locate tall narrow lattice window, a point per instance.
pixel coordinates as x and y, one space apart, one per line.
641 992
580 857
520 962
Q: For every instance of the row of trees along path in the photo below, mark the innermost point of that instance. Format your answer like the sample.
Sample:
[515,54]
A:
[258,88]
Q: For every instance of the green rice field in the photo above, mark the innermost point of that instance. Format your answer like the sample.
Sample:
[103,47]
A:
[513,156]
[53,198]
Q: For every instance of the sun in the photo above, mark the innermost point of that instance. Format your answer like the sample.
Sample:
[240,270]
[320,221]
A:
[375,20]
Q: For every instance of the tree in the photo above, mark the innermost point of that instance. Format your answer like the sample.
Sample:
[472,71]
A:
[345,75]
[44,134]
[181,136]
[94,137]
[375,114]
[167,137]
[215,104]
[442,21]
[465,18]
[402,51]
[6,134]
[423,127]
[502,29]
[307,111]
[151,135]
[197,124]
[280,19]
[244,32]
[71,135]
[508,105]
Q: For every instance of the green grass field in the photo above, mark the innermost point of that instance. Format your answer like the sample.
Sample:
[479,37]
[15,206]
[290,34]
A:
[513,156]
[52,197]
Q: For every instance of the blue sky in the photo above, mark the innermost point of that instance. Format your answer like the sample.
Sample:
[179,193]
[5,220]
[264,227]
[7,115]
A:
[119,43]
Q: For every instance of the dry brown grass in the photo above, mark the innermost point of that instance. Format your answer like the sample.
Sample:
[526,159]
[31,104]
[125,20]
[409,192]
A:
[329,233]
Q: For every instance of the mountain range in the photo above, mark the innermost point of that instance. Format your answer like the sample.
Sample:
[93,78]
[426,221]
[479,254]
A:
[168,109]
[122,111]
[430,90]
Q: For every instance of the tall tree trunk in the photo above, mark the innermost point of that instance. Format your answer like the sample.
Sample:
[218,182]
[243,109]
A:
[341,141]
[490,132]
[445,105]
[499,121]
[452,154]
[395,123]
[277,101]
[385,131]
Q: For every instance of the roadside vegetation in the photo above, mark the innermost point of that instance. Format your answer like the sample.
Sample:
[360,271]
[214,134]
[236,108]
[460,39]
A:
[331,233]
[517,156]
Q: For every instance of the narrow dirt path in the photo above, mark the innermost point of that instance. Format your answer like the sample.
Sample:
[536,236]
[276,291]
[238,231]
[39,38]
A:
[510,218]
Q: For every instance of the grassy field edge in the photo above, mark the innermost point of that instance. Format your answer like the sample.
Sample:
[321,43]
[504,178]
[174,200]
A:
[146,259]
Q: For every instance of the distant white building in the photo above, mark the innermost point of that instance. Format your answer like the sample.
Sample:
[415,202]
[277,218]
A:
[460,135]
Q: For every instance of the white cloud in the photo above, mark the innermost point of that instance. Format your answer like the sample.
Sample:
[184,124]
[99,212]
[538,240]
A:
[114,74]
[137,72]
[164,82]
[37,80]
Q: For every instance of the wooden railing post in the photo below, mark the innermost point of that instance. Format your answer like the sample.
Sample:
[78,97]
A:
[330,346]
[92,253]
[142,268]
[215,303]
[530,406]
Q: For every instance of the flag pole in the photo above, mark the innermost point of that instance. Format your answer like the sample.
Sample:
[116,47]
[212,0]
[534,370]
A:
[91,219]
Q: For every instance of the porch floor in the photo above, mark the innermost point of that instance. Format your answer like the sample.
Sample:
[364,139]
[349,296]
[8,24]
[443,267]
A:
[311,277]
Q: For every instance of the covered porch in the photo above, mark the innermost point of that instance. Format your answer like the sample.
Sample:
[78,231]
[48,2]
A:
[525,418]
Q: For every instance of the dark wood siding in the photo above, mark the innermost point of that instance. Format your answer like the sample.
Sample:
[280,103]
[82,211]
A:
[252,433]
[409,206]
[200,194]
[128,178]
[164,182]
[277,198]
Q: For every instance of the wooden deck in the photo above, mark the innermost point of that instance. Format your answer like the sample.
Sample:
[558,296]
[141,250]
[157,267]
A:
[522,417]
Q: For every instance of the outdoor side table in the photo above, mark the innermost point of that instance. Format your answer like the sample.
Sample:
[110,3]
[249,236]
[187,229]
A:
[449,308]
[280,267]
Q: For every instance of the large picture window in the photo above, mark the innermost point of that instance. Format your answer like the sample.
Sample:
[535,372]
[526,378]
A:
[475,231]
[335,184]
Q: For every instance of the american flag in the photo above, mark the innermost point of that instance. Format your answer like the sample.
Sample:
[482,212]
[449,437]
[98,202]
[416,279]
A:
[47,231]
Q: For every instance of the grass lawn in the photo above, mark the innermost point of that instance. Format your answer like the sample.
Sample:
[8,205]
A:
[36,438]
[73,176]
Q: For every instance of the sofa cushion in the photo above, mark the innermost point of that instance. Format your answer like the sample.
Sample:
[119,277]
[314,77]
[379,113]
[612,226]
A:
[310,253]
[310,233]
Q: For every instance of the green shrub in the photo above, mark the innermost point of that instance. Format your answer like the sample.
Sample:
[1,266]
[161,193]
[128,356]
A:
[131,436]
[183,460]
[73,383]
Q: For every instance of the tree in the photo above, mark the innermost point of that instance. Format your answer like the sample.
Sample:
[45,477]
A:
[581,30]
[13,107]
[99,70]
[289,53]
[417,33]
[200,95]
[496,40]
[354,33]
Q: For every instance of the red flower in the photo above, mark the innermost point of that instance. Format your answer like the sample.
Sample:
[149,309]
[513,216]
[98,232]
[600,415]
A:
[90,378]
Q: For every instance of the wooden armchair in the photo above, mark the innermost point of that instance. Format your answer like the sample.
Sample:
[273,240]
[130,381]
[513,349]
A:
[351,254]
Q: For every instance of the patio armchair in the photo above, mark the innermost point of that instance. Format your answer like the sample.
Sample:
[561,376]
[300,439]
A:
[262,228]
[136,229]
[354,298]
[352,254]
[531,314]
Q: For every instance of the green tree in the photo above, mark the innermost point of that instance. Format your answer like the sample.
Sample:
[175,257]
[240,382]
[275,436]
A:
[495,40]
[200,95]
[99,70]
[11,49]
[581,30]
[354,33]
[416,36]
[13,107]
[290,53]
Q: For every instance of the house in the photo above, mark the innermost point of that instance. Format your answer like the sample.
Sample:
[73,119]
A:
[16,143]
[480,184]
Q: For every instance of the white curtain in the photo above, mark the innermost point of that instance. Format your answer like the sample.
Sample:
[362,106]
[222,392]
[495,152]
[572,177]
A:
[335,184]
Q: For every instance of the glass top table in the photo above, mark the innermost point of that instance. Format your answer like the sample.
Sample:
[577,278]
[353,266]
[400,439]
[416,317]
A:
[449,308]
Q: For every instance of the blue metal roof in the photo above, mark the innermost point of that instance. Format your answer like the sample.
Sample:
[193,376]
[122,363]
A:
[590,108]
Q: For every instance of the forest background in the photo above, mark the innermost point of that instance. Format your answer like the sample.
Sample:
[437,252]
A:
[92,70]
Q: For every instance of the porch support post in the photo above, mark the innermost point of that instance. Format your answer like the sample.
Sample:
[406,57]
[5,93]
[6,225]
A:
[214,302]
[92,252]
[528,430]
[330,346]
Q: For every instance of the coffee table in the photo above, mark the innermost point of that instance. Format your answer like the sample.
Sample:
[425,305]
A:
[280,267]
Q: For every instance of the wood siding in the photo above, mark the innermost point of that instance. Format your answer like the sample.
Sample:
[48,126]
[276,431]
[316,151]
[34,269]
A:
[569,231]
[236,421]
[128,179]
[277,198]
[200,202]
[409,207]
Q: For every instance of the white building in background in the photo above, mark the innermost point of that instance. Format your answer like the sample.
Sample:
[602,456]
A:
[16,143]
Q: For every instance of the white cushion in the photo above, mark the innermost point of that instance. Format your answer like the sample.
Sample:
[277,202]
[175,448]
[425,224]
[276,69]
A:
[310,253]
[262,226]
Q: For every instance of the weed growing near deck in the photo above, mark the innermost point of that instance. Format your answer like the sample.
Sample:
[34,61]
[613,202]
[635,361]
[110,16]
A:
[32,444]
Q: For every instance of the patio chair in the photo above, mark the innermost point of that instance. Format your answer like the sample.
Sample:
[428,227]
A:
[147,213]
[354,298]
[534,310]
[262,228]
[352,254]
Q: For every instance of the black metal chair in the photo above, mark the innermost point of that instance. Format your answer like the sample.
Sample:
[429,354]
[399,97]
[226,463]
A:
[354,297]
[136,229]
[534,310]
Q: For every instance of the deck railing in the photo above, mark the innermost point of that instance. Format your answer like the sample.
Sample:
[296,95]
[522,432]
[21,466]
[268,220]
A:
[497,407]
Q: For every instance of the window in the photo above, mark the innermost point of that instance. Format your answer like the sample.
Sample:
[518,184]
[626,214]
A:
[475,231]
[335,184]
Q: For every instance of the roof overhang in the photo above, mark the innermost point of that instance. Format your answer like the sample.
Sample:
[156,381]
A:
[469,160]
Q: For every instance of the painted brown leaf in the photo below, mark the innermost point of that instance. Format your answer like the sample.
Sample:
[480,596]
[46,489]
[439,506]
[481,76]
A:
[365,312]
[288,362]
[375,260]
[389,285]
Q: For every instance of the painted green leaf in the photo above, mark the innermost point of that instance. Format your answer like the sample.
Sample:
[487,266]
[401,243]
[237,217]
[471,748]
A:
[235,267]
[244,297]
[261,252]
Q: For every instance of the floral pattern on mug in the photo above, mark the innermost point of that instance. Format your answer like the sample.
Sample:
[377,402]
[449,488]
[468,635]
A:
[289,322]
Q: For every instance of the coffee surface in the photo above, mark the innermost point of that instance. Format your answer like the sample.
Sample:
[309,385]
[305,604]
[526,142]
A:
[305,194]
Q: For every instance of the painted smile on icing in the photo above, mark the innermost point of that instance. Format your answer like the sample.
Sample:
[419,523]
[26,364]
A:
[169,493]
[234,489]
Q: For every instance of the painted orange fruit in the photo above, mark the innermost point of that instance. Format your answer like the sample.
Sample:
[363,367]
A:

■ ■ ■ ■ ■ ■ ■

> [Stated task] Please convert everything from the line containing "Q: For every instance of the painted smile" down to the end of the entries, both ends included, into a numbered list with blank lines left out.

> [Answer to this task]
1. Q: For every instance of the painted smile on icing in the photo above, mark the innermost point of that instance. Format your answer like the sample.
2. Sample:
3. [419,523]
4. [26,364]
5. A:
6. [169,493]
7. [234,489]
8. Q: For every instance of the painted orange fruit in the photo above, mark the innermost point of that instance. Format your answer like the sample.
9. Sample:
10. [363,367]
11. A:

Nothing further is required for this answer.